» Tasks to complete:
[a] In the excerpt on the Artemis drone program, about how much money did lawmakers allot to the U.S. Defense Department?
[b] Turn the paragraph of the excerpt on the Artemis drone program that begins "Emeneker told Defense News" into a short bulleted list that keeps its main facts.
[c] Write the next paragraph of the excerpt on the Artemis drone program, picking up after its last sentence.

» Excerpted text:

The vendors include two U.S. based companies, Dragoon and AeroVironment, and two Ukrainian firms, unnamed due to safety concerns. The Ukrainian firms are each partnered with a U.S. software company, one with Swan and the other with Auterion. All four firms will test demonstrate their capabilities in April and May, and DIU will make its selections soon after.

The program, called Artemis, was initiated last year by Congress following demand from operators in U.S. European Command and Indo-Pacific Command for low-cost, expendable drones as well as counter-drone capabilities. As part of a supplemental spending package for Ukraine, lawmakers allotted the U.S Defense Department around $35 million and directed it to identify and test low-cost uncrewed systems that can navigate and communicate through jamming and spoofing attempts.

The intent was to move fast and prove that these systems could be ready to field much faster than a traditional, yearslong defense acquisition program. The Pentagon’s acquisition and sustainment office delegated the expendable-drone requirement to DIU last August, according to Trent Emeneker, the organization’s lead for the effort.

In just three months, DIU solicited proposals, selected 16 promising concepts and staged an initial demonstration last December. Nine of the proposed systems were flight-ready and, from those, officials chose four to advance to the prototyping phase.

Emeneker told Defense News that DIU picked proposals that took different tacks at addressing the need. While there was a requirement for a flight range of at least 50km, two of the drones have a range of about 100km and the other two can fly more than 1,000km. In its solicitation, DIU said the vehicles should be hard to detect and track, have several pathways for two-way communications and be equipped with mission planning software. It also called for modular systems that can integrate new hardware or software in a matter of hours.

» Extracted data:
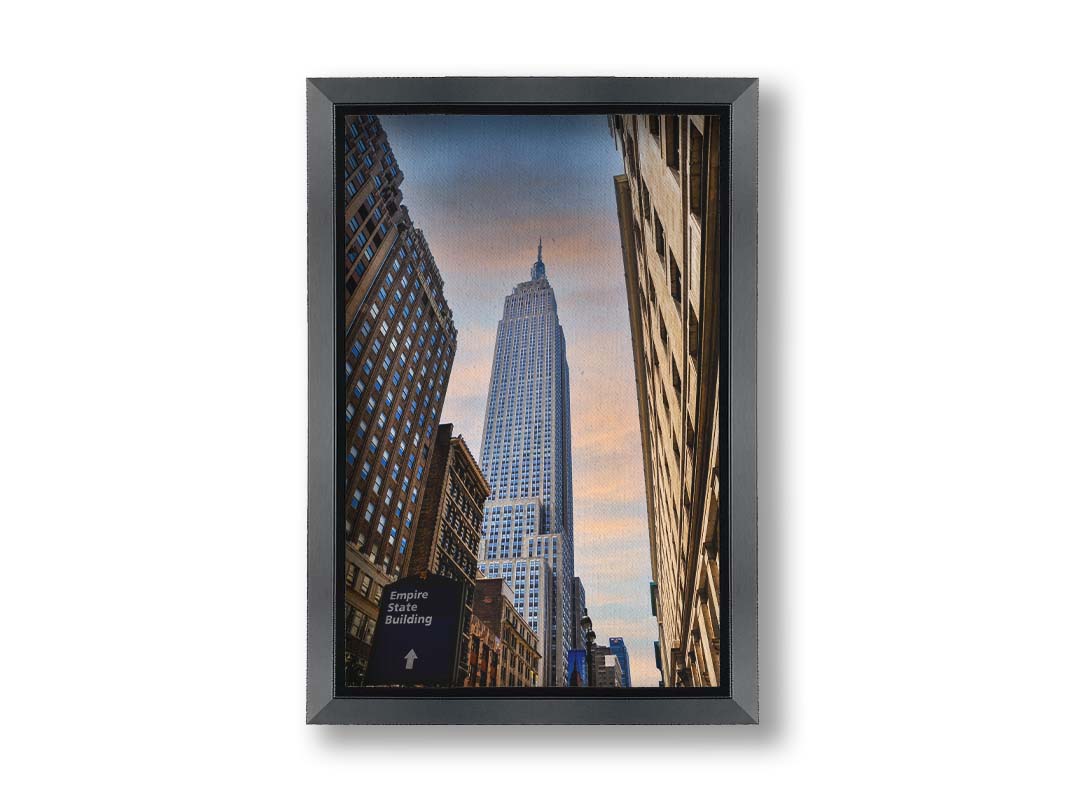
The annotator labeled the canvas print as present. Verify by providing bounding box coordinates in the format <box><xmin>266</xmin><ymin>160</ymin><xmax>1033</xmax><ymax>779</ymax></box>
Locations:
<box><xmin>336</xmin><ymin>113</ymin><xmax>729</xmax><ymax>692</ymax></box>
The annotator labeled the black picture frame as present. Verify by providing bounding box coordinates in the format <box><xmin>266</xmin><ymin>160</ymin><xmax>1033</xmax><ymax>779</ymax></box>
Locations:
<box><xmin>306</xmin><ymin>78</ymin><xmax>759</xmax><ymax>724</ymax></box>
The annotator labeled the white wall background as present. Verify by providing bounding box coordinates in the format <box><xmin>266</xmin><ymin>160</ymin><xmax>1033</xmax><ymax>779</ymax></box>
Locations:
<box><xmin>0</xmin><ymin>2</ymin><xmax>1067</xmax><ymax>798</ymax></box>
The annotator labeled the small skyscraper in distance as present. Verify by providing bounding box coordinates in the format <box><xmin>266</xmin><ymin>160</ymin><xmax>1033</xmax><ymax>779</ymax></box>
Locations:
<box><xmin>607</xmin><ymin>636</ymin><xmax>630</xmax><ymax>689</ymax></box>
<box><xmin>479</xmin><ymin>241</ymin><xmax>574</xmax><ymax>686</ymax></box>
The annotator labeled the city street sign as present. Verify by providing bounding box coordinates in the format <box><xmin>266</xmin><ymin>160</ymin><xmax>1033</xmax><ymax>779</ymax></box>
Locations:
<box><xmin>366</xmin><ymin>575</ymin><xmax>463</xmax><ymax>686</ymax></box>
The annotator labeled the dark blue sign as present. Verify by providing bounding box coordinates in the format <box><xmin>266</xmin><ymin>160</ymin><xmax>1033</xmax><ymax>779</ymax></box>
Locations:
<box><xmin>366</xmin><ymin>575</ymin><xmax>463</xmax><ymax>686</ymax></box>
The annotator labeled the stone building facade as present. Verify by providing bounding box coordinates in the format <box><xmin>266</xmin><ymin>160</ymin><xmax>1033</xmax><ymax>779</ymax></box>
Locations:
<box><xmin>609</xmin><ymin>114</ymin><xmax>721</xmax><ymax>686</ymax></box>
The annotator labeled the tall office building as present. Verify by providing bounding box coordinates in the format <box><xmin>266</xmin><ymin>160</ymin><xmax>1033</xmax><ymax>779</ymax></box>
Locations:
<box><xmin>571</xmin><ymin>575</ymin><xmax>586</xmax><ymax>647</ymax></box>
<box><xmin>479</xmin><ymin>242</ymin><xmax>574</xmax><ymax>686</ymax></box>
<box><xmin>610</xmin><ymin>114</ymin><xmax>721</xmax><ymax>686</ymax></box>
<box><xmin>607</xmin><ymin>636</ymin><xmax>630</xmax><ymax>689</ymax></box>
<box><xmin>343</xmin><ymin>114</ymin><xmax>456</xmax><ymax>685</ymax></box>
<box><xmin>404</xmin><ymin>422</ymin><xmax>489</xmax><ymax>686</ymax></box>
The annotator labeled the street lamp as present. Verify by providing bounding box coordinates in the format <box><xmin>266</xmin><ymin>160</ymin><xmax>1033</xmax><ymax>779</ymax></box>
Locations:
<box><xmin>582</xmin><ymin>608</ymin><xmax>596</xmax><ymax>688</ymax></box>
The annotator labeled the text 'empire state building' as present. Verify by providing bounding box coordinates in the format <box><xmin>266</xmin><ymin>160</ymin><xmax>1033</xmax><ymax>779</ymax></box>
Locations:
<box><xmin>479</xmin><ymin>242</ymin><xmax>574</xmax><ymax>686</ymax></box>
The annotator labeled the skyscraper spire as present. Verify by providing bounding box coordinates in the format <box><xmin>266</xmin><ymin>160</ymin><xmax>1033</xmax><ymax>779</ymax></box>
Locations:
<box><xmin>530</xmin><ymin>236</ymin><xmax>544</xmax><ymax>281</ymax></box>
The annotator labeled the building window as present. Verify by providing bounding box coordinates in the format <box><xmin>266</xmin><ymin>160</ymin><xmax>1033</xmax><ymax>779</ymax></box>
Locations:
<box><xmin>668</xmin><ymin>251</ymin><xmax>682</xmax><ymax>305</ymax></box>
<box><xmin>689</xmin><ymin>123</ymin><xmax>704</xmax><ymax>215</ymax></box>
<box><xmin>654</xmin><ymin>213</ymin><xmax>667</xmax><ymax>259</ymax></box>
<box><xmin>665</xmin><ymin>114</ymin><xmax>682</xmax><ymax>171</ymax></box>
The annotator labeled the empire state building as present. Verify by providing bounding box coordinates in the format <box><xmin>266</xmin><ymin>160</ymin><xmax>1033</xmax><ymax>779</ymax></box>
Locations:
<box><xmin>479</xmin><ymin>241</ymin><xmax>574</xmax><ymax>686</ymax></box>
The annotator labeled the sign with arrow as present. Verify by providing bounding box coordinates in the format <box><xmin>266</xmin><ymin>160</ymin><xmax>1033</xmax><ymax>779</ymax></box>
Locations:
<box><xmin>366</xmin><ymin>575</ymin><xmax>465</xmax><ymax>686</ymax></box>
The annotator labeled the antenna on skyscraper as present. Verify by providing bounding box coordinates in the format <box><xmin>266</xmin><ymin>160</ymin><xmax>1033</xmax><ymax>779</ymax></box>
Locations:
<box><xmin>530</xmin><ymin>236</ymin><xmax>544</xmax><ymax>281</ymax></box>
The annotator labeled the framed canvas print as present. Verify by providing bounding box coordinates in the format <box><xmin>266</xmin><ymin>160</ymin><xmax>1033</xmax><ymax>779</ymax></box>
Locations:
<box><xmin>307</xmin><ymin>78</ymin><xmax>758</xmax><ymax>724</ymax></box>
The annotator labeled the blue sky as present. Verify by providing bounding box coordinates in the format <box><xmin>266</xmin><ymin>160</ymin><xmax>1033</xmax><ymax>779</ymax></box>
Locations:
<box><xmin>382</xmin><ymin>115</ymin><xmax>658</xmax><ymax>686</ymax></box>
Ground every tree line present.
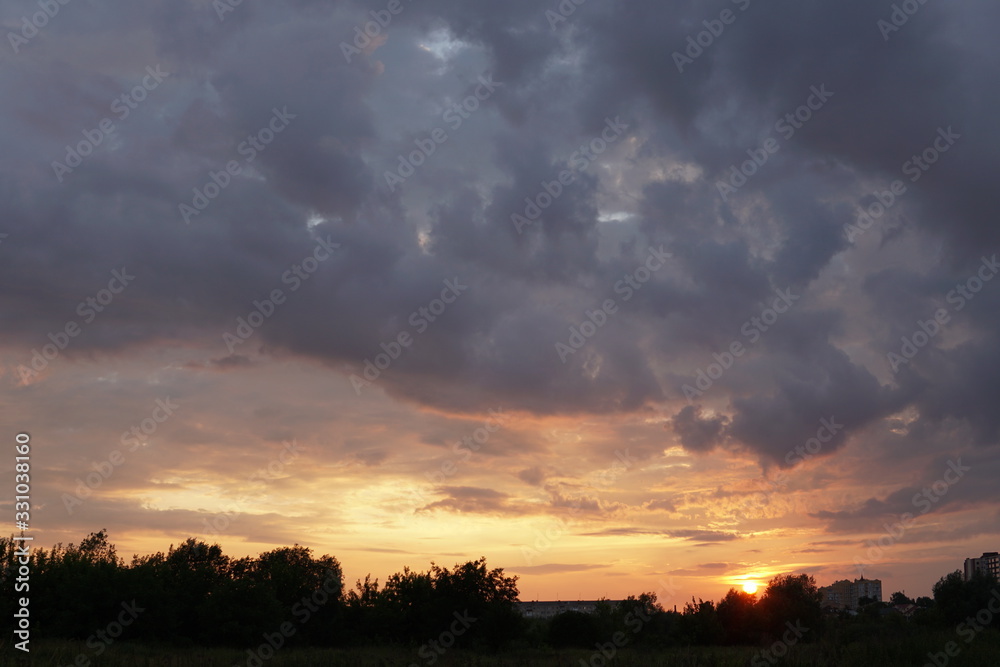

» Results of the tasks:
[a] Around $35 million.

[b]
- DIU picked proposals that took different approaches to the need.
- The minimum flight range was 50km. Two of the chosen drones fly about 100km, and the other two can fly more than 1,000km.
- The vehicles were to be hard to detect and track, have several pathways for two-way communications and come with mission planning software.
- The systems were to be modular, able to add new hardware or software within hours.

[c]
The smaller systems DIU is considering cost under $20,000 each, Emeneker said, while the price for the larger drones is closer to $70,000, depending on the cost of things like cameras and other subsystems as well as the number of systems DOD ends up buying.

The goal, according to DIU, is “mass deployment,” though it’s not clear how many drones the department will buy. As part of its evaluation, DIU will consider each vendor’s production capacity and how quickly it can deliver in large quantities. Emeneker noted that one of the Ukrainian firms is already producing nearly 200 systems each month to support operations against Russian invading forces.

Unlike most other projects DIU takes on, Artemis didn’t originate with an acquisition office, but was a congressional interest item, so the organization doesn’t have a natural transition partner to buy and field the drones it selects.

Emeneker said DIU has pitched the project to a number of program offices that are working on programs with similar requirements, but it’s been a challenge to get the services to buy in — and disrupt their current work — before the prototypes have flown.

“We have to prove we can do it, and if we can’t do it, then I don’t blame people for not signing up,” he said. “But when we prove we can do it — I’m confident we will — we have to get that message out of, ‘Hey, this solution works today. It’s at the right price point, it is ready, it’s combat proven.’”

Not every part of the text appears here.